Written instruction>
List each line in the material below that contains the string "sandy", copying every such line in full. The match is case-sensitive.

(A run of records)

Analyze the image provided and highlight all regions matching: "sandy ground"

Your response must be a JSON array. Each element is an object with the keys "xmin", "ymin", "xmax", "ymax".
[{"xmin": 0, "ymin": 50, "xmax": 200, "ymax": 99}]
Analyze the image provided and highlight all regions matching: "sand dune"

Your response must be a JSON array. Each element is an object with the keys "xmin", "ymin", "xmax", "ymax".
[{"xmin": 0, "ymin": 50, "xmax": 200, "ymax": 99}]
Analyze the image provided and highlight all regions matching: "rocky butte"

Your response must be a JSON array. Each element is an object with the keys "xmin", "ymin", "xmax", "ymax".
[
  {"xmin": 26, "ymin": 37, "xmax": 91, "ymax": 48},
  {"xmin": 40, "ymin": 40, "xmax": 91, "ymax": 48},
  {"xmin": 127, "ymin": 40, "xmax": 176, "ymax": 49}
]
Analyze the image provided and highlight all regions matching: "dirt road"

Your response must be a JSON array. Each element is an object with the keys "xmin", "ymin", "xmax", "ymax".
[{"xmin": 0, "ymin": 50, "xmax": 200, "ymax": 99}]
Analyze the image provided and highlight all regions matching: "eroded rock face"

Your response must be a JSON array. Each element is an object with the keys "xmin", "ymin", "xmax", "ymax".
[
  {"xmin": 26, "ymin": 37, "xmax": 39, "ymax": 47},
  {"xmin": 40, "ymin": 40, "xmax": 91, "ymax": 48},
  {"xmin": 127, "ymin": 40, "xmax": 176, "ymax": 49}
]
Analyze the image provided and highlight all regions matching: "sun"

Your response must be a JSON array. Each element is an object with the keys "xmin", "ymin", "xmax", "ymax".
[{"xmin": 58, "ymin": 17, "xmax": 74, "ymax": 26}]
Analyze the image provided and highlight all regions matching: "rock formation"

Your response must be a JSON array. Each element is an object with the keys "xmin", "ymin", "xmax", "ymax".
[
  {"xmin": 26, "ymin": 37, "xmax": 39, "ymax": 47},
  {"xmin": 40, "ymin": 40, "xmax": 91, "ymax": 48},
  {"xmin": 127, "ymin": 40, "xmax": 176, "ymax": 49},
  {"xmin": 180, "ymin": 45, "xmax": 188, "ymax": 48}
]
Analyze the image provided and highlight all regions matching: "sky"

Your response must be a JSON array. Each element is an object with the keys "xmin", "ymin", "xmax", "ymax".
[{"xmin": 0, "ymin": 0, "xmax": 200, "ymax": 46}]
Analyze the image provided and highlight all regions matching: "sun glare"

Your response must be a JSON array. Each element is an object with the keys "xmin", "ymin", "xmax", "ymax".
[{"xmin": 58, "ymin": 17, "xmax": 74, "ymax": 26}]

Response>
Analyze the image provided and highlight all regions matching: "sandy ground"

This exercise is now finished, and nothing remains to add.